● REQUIREMENTS
Which lines of the listing below contain the word "tire"? Report each one in full, counting only matches in the same case.

● MATERIAL PROVIDED
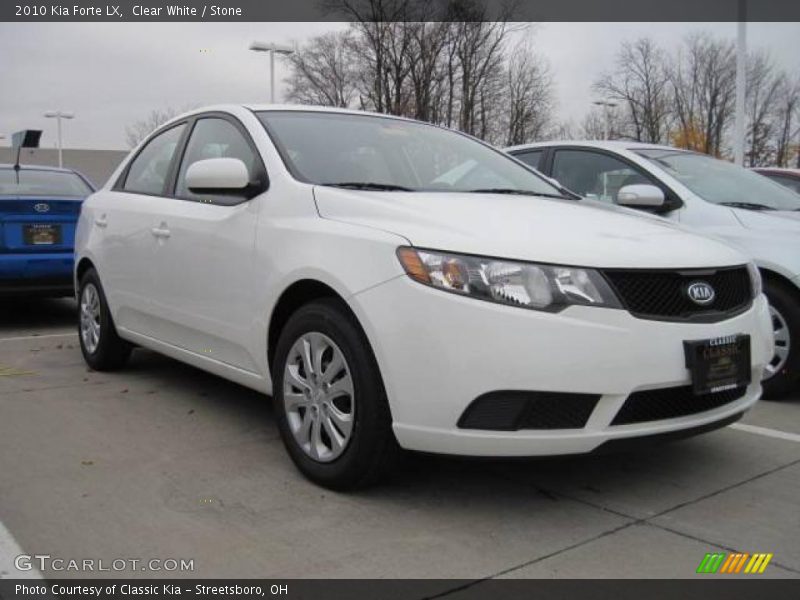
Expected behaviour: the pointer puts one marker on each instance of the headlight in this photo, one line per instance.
(528, 285)
(755, 279)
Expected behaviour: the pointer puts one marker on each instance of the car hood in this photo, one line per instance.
(527, 228)
(782, 220)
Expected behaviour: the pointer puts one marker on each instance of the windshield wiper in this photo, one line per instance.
(369, 185)
(747, 205)
(517, 192)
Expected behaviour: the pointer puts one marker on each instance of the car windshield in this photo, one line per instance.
(373, 152)
(722, 182)
(33, 182)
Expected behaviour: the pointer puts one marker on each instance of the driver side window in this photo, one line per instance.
(148, 172)
(213, 137)
(595, 175)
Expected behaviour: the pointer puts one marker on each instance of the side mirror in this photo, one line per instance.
(217, 176)
(641, 195)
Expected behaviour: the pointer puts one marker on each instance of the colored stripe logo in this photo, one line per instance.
(735, 562)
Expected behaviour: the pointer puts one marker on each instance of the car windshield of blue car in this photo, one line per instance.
(371, 152)
(33, 182)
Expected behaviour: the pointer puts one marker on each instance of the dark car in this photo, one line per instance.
(39, 208)
(786, 177)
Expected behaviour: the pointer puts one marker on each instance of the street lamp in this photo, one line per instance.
(607, 106)
(58, 115)
(272, 49)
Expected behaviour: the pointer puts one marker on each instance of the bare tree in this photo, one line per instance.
(703, 88)
(140, 129)
(323, 72)
(640, 82)
(601, 121)
(479, 47)
(528, 95)
(787, 115)
(763, 87)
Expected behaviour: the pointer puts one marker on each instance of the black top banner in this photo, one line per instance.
(411, 589)
(400, 10)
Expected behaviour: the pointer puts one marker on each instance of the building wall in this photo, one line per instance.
(96, 165)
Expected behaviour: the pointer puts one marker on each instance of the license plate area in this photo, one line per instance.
(718, 364)
(41, 234)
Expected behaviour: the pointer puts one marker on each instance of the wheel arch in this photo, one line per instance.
(299, 293)
(84, 264)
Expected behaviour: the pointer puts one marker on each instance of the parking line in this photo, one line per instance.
(773, 433)
(38, 337)
(9, 550)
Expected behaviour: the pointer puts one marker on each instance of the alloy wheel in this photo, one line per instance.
(782, 344)
(318, 396)
(90, 317)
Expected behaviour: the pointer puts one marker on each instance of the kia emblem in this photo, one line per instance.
(701, 293)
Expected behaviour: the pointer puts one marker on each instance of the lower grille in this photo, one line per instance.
(669, 403)
(515, 410)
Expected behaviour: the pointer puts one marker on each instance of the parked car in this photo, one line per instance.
(393, 283)
(39, 209)
(789, 178)
(712, 196)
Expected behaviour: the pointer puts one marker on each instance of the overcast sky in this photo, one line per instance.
(111, 74)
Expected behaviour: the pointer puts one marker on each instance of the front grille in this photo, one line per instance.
(662, 295)
(515, 410)
(668, 403)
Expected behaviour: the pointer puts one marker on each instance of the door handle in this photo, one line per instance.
(161, 232)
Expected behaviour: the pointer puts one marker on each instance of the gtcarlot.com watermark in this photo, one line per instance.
(46, 562)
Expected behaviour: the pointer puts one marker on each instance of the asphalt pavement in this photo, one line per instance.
(163, 461)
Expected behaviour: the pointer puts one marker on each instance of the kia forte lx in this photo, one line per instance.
(397, 285)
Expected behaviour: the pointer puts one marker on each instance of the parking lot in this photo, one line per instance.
(164, 461)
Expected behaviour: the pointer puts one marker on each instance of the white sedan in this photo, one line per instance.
(393, 284)
(712, 196)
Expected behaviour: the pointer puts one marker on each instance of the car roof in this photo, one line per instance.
(616, 145)
(5, 166)
(256, 107)
(777, 170)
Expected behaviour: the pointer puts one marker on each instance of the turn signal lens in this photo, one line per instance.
(539, 287)
(413, 265)
(755, 279)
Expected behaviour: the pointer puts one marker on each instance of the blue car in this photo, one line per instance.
(39, 208)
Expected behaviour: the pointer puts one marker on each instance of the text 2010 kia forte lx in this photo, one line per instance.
(398, 285)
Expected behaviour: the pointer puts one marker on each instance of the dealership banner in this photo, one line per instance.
(394, 589)
(396, 10)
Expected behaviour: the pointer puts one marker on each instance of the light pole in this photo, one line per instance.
(272, 49)
(58, 115)
(741, 83)
(607, 106)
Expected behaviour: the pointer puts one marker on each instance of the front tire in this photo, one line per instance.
(102, 348)
(330, 403)
(782, 373)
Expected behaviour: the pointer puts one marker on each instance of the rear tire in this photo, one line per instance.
(102, 348)
(332, 411)
(781, 376)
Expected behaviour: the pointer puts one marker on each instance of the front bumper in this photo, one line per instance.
(33, 273)
(438, 352)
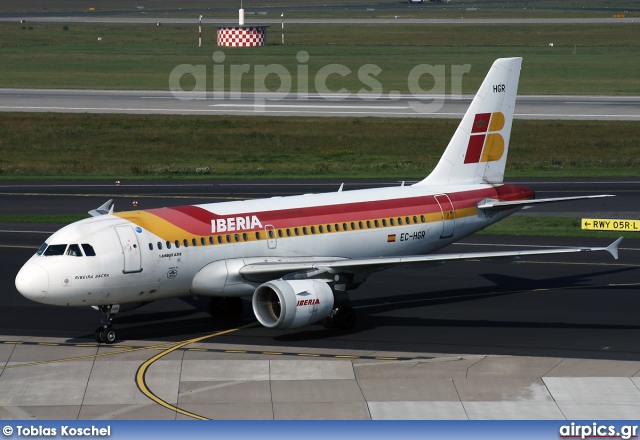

● SOLUTION BELOW
Expected behaviour: the pointer puts one marker on each instance of the front tire in this photo, one line per instance.
Expected behaviour: the pointer puts one marker on each instance of the rear tire in this photo, one line per instance.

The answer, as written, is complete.